WHAT THIS TASK INVOLVES:
Set down, without alteration, the lines from the one that contains "of the sunglasses" through the final line of the material below.

THE INPUT:
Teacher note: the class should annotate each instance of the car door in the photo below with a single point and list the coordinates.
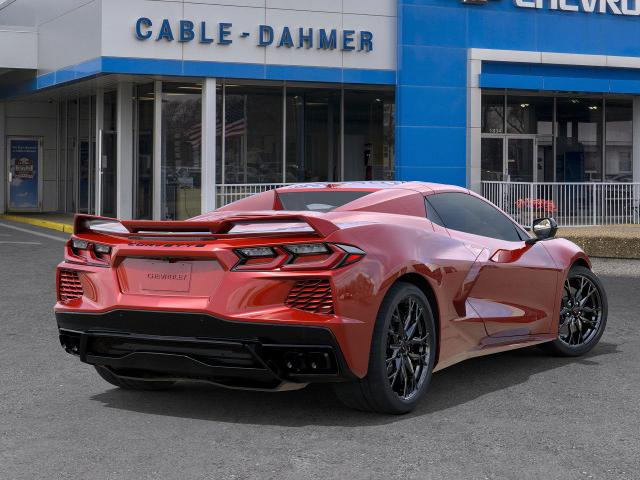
(513, 285)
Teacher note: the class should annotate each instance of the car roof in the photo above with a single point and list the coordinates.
(422, 187)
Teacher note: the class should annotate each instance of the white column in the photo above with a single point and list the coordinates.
(124, 153)
(636, 139)
(98, 163)
(157, 150)
(636, 150)
(208, 155)
(4, 161)
(474, 118)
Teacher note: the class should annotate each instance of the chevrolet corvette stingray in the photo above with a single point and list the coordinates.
(371, 286)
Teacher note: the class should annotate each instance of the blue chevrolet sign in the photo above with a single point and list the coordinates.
(222, 34)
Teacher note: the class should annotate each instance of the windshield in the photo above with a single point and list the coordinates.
(318, 201)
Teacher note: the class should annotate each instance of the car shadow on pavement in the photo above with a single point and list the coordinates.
(317, 404)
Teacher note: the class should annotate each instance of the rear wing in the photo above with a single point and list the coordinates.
(239, 225)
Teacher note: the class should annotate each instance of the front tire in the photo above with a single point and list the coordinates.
(130, 384)
(583, 314)
(402, 355)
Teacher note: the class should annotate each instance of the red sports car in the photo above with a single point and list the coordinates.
(370, 286)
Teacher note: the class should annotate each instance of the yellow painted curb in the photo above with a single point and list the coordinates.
(37, 222)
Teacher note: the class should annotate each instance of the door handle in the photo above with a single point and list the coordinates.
(508, 256)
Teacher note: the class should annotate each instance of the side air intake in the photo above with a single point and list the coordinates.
(312, 295)
(69, 285)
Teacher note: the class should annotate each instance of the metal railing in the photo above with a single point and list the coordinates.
(228, 193)
(571, 204)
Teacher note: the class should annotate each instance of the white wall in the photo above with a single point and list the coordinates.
(70, 39)
(36, 119)
(378, 16)
(73, 31)
(23, 51)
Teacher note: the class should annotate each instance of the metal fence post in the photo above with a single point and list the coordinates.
(594, 203)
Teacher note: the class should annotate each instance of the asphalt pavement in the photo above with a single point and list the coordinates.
(517, 415)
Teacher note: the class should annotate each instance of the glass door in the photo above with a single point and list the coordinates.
(108, 169)
(519, 160)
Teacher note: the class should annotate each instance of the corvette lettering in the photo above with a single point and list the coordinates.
(167, 276)
(166, 245)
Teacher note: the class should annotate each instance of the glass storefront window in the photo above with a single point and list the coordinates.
(368, 135)
(313, 135)
(144, 111)
(108, 162)
(181, 150)
(72, 149)
(492, 114)
(579, 139)
(492, 158)
(85, 164)
(253, 134)
(529, 115)
(619, 140)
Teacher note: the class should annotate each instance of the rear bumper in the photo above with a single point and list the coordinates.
(168, 345)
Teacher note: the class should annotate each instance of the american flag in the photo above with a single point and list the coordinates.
(236, 124)
(236, 114)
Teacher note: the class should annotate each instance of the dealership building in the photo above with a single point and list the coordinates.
(164, 109)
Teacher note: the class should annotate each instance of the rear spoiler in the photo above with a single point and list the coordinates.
(320, 226)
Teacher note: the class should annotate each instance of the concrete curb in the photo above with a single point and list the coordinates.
(607, 246)
(37, 222)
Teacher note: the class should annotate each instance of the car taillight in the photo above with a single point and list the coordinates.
(298, 256)
(79, 250)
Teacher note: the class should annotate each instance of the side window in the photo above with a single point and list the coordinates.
(432, 214)
(466, 213)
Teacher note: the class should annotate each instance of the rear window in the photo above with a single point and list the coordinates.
(318, 201)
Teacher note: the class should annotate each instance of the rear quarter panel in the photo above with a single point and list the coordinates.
(402, 246)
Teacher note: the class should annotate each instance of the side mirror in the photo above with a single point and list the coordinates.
(543, 229)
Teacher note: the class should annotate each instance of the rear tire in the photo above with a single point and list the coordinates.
(402, 355)
(583, 314)
(129, 384)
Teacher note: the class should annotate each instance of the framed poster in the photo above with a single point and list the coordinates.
(24, 156)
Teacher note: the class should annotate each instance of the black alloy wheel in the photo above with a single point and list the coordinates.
(403, 349)
(583, 314)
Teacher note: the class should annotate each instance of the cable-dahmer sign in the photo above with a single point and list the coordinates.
(616, 7)
(222, 34)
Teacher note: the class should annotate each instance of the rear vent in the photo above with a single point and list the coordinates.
(311, 296)
(69, 286)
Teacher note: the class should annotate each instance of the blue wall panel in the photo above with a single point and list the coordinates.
(433, 38)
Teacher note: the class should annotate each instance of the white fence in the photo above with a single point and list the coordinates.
(571, 204)
(228, 193)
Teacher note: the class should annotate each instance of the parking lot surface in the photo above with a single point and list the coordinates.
(517, 415)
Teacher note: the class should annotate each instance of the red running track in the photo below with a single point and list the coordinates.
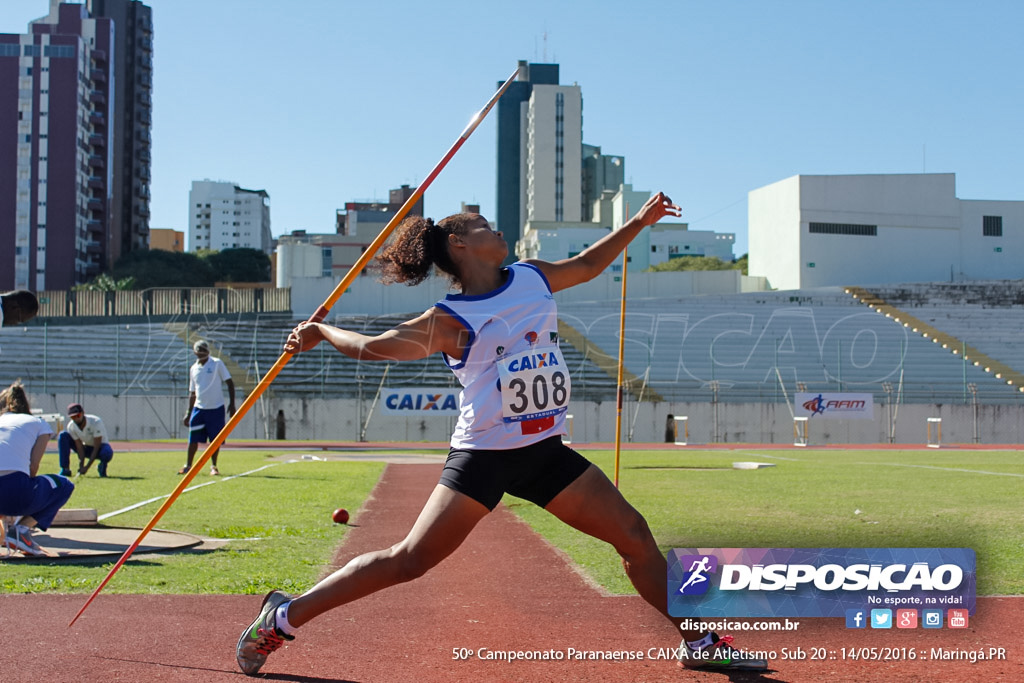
(505, 590)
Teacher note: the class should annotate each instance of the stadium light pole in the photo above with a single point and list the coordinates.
(317, 316)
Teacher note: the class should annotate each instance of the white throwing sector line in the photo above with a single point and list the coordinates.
(199, 485)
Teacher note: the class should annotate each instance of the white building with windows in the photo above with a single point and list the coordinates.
(817, 230)
(222, 215)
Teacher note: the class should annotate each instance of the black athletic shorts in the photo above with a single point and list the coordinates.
(537, 472)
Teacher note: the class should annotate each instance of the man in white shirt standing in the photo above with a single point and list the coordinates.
(206, 402)
(87, 436)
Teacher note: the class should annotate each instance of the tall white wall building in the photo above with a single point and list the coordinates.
(222, 215)
(816, 230)
(552, 154)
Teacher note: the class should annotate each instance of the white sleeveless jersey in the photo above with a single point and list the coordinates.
(515, 382)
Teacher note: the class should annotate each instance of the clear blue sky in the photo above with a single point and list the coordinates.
(323, 101)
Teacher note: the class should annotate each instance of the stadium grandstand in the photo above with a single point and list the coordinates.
(935, 345)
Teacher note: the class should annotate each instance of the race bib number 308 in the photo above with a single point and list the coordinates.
(535, 384)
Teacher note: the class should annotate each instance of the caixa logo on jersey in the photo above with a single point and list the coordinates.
(817, 582)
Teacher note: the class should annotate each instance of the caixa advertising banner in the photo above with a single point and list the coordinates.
(835, 406)
(420, 402)
(817, 582)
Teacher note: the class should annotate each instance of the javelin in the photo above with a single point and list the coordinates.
(622, 340)
(317, 316)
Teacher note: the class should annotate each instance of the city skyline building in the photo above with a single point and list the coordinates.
(132, 122)
(55, 159)
(367, 219)
(222, 215)
(509, 116)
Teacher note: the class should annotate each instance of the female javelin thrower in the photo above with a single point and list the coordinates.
(500, 337)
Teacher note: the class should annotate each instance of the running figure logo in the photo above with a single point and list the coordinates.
(815, 406)
(695, 581)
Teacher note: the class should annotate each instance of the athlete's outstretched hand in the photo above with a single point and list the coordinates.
(656, 208)
(304, 337)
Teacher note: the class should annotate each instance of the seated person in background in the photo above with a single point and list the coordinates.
(17, 306)
(87, 436)
(23, 493)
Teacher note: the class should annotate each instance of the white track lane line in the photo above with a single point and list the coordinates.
(199, 485)
(923, 467)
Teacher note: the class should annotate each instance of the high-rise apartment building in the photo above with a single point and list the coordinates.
(222, 215)
(55, 139)
(552, 140)
(510, 117)
(601, 174)
(132, 122)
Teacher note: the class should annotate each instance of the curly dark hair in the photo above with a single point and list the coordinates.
(13, 399)
(420, 244)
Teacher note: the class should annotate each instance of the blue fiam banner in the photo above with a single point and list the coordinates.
(817, 582)
(835, 406)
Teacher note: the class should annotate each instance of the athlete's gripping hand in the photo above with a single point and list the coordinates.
(304, 337)
(656, 208)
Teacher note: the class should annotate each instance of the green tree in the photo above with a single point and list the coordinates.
(239, 265)
(103, 283)
(156, 267)
(699, 263)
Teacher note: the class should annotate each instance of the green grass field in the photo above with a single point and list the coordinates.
(282, 536)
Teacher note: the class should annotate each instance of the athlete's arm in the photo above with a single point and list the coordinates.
(593, 260)
(38, 449)
(432, 332)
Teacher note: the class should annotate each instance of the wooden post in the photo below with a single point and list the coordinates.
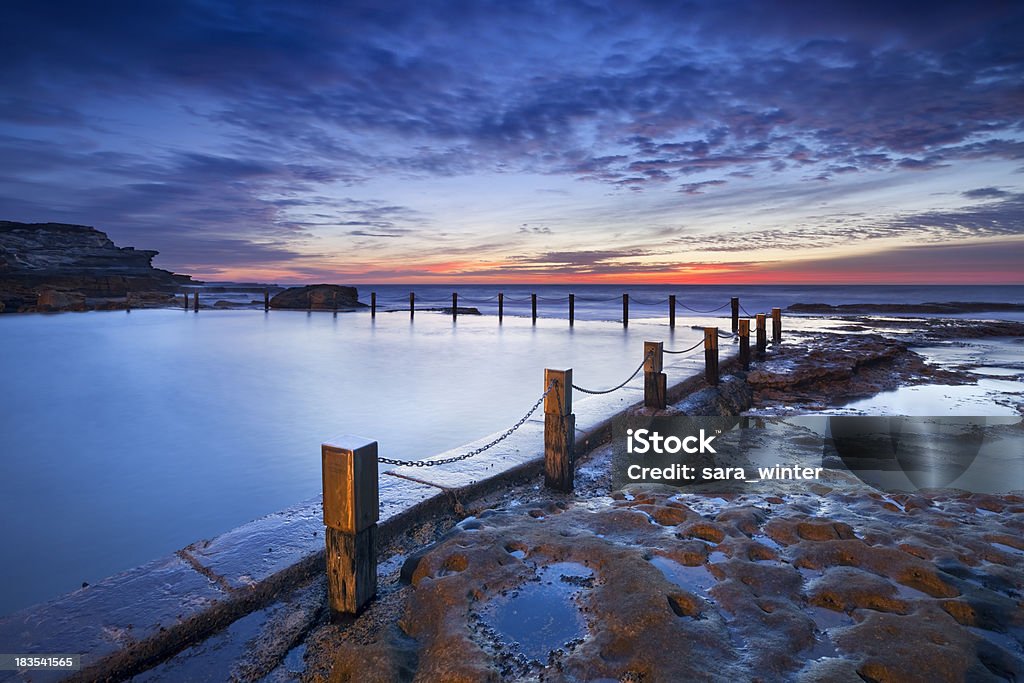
(744, 343)
(762, 336)
(711, 355)
(559, 430)
(350, 513)
(654, 381)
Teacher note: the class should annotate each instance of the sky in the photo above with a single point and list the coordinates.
(479, 141)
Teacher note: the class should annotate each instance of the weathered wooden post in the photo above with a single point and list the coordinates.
(654, 381)
(350, 513)
(559, 430)
(762, 336)
(711, 355)
(744, 343)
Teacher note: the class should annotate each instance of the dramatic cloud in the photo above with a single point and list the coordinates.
(393, 137)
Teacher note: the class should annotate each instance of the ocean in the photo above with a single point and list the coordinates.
(128, 435)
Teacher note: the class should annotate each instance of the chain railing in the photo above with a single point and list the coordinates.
(475, 452)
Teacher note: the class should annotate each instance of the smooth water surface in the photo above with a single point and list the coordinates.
(127, 436)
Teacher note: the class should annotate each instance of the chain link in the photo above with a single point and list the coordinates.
(615, 388)
(475, 452)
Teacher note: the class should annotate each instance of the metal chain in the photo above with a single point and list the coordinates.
(685, 350)
(475, 452)
(615, 388)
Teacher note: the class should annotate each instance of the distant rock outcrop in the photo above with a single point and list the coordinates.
(59, 266)
(317, 297)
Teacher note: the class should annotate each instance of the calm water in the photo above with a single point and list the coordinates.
(126, 436)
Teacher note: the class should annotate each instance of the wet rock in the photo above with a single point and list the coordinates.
(317, 297)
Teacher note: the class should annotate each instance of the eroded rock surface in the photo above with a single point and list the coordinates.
(659, 586)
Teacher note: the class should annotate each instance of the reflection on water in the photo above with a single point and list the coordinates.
(129, 435)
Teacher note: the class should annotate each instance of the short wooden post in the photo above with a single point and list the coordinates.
(654, 381)
(559, 430)
(350, 513)
(762, 336)
(744, 343)
(711, 355)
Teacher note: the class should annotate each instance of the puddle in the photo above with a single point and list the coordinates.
(695, 580)
(828, 619)
(542, 615)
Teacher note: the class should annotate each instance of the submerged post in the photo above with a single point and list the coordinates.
(350, 513)
(711, 355)
(762, 336)
(744, 343)
(654, 381)
(559, 430)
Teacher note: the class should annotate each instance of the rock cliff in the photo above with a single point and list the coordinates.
(59, 266)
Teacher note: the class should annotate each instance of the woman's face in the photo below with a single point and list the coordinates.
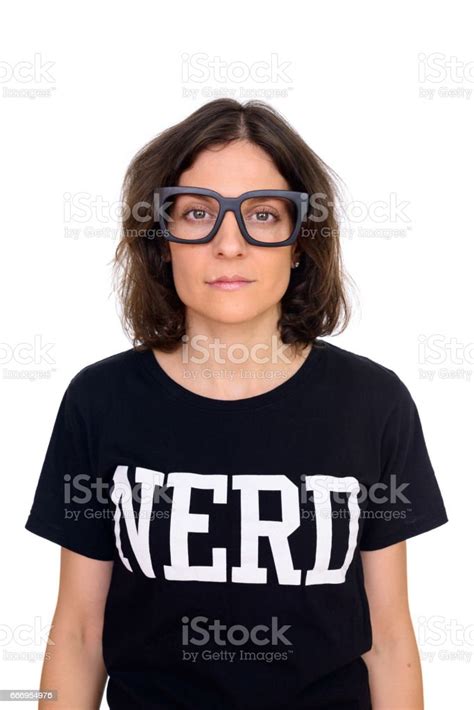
(231, 170)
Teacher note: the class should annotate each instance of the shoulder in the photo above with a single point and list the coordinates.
(362, 376)
(95, 384)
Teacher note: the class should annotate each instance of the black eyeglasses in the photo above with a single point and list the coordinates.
(193, 215)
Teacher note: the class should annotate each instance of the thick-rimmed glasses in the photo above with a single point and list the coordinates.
(193, 215)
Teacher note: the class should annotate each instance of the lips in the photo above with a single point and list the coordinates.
(235, 278)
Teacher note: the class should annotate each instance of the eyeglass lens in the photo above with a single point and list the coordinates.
(267, 218)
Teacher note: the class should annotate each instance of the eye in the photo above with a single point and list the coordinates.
(264, 215)
(197, 214)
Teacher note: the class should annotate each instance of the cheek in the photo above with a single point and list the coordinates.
(188, 270)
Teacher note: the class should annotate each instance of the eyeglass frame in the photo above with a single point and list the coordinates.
(232, 204)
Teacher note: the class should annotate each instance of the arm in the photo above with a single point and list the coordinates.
(73, 663)
(393, 661)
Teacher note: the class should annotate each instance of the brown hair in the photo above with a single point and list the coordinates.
(314, 303)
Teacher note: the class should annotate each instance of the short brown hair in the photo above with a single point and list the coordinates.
(315, 302)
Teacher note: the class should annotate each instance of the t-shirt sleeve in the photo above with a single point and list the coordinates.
(71, 505)
(408, 502)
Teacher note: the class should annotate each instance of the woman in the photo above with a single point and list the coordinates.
(233, 494)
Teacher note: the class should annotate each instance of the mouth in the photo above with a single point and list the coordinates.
(230, 283)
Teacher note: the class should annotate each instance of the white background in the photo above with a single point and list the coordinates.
(366, 86)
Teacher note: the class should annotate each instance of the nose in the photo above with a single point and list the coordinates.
(229, 239)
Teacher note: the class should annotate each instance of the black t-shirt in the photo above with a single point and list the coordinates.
(236, 526)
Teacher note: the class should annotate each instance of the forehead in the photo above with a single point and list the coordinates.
(234, 168)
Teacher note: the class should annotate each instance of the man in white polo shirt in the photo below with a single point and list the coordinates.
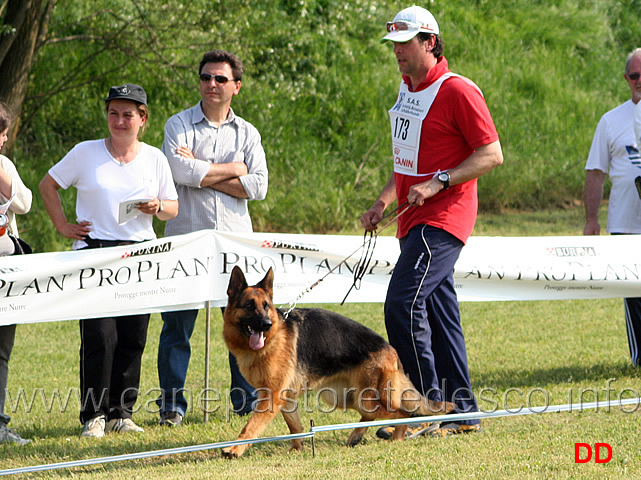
(615, 152)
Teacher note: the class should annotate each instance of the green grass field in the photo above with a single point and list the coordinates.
(521, 353)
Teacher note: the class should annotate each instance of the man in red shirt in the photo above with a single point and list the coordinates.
(443, 139)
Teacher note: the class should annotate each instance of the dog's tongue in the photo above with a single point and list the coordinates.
(257, 340)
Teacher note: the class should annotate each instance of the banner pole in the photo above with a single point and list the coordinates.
(207, 333)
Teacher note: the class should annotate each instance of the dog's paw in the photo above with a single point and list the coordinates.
(229, 453)
(439, 408)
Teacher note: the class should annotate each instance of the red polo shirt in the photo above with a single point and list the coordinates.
(458, 122)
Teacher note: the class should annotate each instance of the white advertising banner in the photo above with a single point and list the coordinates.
(186, 271)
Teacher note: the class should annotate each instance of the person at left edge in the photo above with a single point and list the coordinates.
(11, 186)
(105, 172)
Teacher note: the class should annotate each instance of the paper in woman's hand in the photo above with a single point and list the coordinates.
(128, 209)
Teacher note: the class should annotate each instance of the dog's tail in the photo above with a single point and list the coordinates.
(402, 395)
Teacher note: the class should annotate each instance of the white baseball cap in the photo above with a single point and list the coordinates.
(408, 23)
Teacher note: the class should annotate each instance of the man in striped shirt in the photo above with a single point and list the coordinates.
(218, 164)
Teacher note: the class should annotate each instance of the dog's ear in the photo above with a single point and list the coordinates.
(267, 283)
(237, 283)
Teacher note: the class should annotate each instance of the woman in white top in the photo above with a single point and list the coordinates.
(11, 187)
(105, 173)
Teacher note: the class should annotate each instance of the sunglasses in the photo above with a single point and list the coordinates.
(206, 77)
(397, 26)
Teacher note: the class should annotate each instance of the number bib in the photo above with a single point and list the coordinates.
(406, 118)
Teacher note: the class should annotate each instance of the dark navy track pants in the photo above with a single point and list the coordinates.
(422, 317)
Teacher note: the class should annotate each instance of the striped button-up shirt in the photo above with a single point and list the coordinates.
(233, 141)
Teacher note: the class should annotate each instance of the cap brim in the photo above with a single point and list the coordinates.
(400, 36)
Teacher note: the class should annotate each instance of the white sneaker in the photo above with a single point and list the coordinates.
(122, 425)
(94, 428)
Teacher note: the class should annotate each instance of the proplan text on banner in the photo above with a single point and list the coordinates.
(186, 271)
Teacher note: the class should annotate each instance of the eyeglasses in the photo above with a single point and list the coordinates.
(206, 77)
(396, 26)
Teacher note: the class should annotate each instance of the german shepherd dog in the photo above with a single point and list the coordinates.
(283, 357)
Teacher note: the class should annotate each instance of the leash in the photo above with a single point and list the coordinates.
(361, 267)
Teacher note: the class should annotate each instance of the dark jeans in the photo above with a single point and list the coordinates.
(110, 359)
(422, 318)
(7, 336)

EXERCISE SOLUTION:
Teacher note: the class should annotate each instance of the sunglasses in the photo above with a single point and list the coordinates.
(206, 77)
(397, 26)
Teacher note: the class should annotate each instance of the number bib in the photo above with a single point and list the coordinates.
(406, 118)
Teacher note: the class should annotate each instance of the dark navy track pants in the photo above with a single point and list the coordinates.
(422, 317)
Teacher note: the class should annotate each instance of the striped button-up shirt in the photo above with a single point and list the coordinates.
(233, 141)
Teacher note: the class should annotate each instance of the cap brim in the photo above with a single point and list the coordinates.
(400, 36)
Teacher note: the class should annotate each instance of the white sneaker in the photo above with a single point and list the coordinates.
(122, 425)
(94, 428)
Teacher note: the class should annotate each instance of the proplan text on banner in the photo above with a single point and list the coordinates.
(186, 271)
Teacher note: the class should annotate each instance of the eyeglasses in the photo above with a single point and list the coordinates.
(206, 77)
(396, 26)
Teacher note: the class should annotate each instance of the german shepherd dog in the photo above with a single point and list the coordinates.
(283, 357)
Teacher note: the class should annotate each instance of the leash in the photo above with a single point and list the coordinates.
(361, 267)
Teacher note: the class should annotate each instance of the dark jeans in the photo above with a single point and list the coordinates.
(110, 359)
(422, 318)
(7, 336)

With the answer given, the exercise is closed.